Exercise details
Among the lines below, count those with the word "instance". Answer with the number only.

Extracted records
======
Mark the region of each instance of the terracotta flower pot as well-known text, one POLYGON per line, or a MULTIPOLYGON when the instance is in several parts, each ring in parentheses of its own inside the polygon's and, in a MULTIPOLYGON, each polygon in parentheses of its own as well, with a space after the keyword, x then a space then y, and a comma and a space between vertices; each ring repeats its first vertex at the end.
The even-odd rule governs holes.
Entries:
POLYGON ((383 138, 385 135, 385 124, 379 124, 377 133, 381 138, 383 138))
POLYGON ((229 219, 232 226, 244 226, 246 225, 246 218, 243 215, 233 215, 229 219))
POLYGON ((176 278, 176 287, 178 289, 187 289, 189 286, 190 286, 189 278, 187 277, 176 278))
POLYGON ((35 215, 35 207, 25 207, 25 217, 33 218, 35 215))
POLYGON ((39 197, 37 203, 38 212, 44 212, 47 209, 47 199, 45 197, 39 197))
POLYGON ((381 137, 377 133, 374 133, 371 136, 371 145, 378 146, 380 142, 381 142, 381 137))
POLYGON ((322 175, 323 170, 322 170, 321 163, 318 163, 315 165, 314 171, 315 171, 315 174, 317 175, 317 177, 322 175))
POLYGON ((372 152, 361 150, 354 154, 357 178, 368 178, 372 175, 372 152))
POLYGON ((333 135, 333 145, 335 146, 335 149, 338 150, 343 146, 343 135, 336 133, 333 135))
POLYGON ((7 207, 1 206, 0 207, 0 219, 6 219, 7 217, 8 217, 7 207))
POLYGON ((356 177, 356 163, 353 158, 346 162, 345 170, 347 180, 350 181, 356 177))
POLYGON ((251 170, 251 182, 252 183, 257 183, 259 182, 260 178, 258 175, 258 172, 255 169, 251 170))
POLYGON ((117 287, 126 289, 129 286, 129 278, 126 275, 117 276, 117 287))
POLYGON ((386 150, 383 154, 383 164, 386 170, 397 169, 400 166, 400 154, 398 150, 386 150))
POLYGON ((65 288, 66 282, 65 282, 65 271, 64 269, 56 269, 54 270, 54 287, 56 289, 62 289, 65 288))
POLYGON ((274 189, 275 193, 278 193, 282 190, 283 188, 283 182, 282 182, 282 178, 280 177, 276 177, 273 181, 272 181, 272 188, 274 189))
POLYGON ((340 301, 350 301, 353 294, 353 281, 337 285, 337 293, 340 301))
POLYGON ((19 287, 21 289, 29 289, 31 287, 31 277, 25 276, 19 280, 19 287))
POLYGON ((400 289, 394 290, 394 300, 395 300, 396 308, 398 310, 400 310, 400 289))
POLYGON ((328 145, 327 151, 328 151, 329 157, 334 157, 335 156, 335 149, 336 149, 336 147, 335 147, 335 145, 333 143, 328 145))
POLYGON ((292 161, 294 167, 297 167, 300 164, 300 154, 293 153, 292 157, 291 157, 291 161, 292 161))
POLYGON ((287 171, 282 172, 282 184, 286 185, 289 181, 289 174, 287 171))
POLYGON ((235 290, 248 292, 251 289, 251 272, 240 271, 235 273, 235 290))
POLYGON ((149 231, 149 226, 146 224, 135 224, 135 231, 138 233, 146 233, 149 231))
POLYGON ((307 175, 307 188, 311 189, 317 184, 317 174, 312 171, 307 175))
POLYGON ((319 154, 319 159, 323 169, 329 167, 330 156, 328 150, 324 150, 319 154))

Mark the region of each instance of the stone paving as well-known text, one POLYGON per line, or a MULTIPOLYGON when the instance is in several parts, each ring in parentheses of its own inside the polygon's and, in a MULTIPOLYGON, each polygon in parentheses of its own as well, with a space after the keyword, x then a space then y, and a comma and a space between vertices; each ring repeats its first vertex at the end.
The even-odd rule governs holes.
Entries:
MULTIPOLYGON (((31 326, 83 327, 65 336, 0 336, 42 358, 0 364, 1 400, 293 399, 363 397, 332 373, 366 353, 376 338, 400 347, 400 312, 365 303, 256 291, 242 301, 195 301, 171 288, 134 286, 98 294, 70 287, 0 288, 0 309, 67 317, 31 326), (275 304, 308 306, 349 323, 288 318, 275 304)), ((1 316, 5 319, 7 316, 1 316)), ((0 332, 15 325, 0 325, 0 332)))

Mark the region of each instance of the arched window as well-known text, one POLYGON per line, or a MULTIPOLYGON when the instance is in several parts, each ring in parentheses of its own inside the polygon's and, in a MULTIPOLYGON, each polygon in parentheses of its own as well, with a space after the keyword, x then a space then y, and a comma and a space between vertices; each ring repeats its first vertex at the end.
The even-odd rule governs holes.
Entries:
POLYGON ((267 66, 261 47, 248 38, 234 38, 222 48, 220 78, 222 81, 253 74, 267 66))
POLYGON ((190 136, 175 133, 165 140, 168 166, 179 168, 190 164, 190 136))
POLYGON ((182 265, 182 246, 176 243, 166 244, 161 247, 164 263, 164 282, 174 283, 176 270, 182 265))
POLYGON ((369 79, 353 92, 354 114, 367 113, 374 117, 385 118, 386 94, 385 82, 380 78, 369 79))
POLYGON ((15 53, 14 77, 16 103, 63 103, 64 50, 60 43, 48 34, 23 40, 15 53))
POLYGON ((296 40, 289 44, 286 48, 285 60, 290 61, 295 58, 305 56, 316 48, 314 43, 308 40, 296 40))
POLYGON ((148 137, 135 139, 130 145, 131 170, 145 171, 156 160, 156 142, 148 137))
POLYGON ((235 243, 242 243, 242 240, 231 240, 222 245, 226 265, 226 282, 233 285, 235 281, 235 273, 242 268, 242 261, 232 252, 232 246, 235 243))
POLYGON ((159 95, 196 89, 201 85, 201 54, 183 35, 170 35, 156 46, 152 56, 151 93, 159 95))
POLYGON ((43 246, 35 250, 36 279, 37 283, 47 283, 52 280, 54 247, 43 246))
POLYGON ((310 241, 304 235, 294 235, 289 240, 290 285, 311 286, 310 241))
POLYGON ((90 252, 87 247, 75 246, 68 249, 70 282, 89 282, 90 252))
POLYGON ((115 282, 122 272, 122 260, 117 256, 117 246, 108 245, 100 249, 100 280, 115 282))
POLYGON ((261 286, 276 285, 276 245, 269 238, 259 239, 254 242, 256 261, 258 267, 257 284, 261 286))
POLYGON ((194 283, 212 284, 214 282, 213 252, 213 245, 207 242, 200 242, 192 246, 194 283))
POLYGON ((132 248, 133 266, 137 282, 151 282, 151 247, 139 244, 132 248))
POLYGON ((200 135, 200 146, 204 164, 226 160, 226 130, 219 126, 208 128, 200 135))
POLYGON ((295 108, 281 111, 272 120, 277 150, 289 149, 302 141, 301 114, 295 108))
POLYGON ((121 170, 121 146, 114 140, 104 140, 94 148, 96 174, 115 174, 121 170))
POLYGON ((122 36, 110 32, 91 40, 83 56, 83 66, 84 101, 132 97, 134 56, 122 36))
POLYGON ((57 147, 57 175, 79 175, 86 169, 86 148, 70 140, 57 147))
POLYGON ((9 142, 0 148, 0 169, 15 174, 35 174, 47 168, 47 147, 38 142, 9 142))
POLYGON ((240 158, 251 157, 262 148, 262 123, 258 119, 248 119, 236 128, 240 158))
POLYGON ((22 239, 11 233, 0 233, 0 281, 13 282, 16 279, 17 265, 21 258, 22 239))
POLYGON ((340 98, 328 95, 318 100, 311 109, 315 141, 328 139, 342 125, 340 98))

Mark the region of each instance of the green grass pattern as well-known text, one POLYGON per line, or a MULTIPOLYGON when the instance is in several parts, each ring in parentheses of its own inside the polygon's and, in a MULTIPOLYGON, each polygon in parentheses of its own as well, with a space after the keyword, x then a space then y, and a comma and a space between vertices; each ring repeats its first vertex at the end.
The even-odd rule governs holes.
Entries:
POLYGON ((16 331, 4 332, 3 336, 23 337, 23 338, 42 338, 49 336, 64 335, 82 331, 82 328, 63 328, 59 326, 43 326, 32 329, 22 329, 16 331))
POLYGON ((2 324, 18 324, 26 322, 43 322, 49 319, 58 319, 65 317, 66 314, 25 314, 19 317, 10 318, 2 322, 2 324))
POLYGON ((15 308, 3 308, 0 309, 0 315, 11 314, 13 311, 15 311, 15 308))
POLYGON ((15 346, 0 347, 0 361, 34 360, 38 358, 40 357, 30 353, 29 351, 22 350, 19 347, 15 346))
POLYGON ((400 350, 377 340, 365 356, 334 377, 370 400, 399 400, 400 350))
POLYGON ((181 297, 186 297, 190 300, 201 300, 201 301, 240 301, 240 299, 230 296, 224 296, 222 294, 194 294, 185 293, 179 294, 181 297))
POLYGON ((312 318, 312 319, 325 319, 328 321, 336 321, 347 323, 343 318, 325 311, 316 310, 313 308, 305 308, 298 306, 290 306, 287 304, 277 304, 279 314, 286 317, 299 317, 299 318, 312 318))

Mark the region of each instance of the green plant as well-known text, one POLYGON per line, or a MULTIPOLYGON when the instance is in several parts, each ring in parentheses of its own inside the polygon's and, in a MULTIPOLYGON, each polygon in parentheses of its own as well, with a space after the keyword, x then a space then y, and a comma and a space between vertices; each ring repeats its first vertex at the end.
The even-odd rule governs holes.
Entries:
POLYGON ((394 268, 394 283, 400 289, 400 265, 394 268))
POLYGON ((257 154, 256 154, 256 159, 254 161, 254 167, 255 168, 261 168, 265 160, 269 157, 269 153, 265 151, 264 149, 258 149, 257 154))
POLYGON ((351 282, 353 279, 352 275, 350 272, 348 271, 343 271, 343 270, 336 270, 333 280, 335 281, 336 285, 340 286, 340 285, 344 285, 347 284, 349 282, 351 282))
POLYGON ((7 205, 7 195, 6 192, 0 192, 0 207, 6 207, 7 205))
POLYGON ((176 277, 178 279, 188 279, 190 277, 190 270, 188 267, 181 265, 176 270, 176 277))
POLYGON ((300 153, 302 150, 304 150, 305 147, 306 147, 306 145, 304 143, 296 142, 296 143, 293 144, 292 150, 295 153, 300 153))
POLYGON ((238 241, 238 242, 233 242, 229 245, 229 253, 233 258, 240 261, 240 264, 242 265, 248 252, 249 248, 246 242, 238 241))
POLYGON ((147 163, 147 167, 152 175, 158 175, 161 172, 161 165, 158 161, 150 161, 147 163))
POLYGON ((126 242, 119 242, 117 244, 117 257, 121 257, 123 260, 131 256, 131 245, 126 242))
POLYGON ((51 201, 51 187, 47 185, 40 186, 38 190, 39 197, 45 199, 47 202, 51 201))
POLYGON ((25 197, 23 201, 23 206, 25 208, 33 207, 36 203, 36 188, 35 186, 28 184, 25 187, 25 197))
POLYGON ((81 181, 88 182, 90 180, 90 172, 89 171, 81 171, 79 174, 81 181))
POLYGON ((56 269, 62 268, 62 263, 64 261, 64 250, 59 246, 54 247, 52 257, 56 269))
======
Solution below
5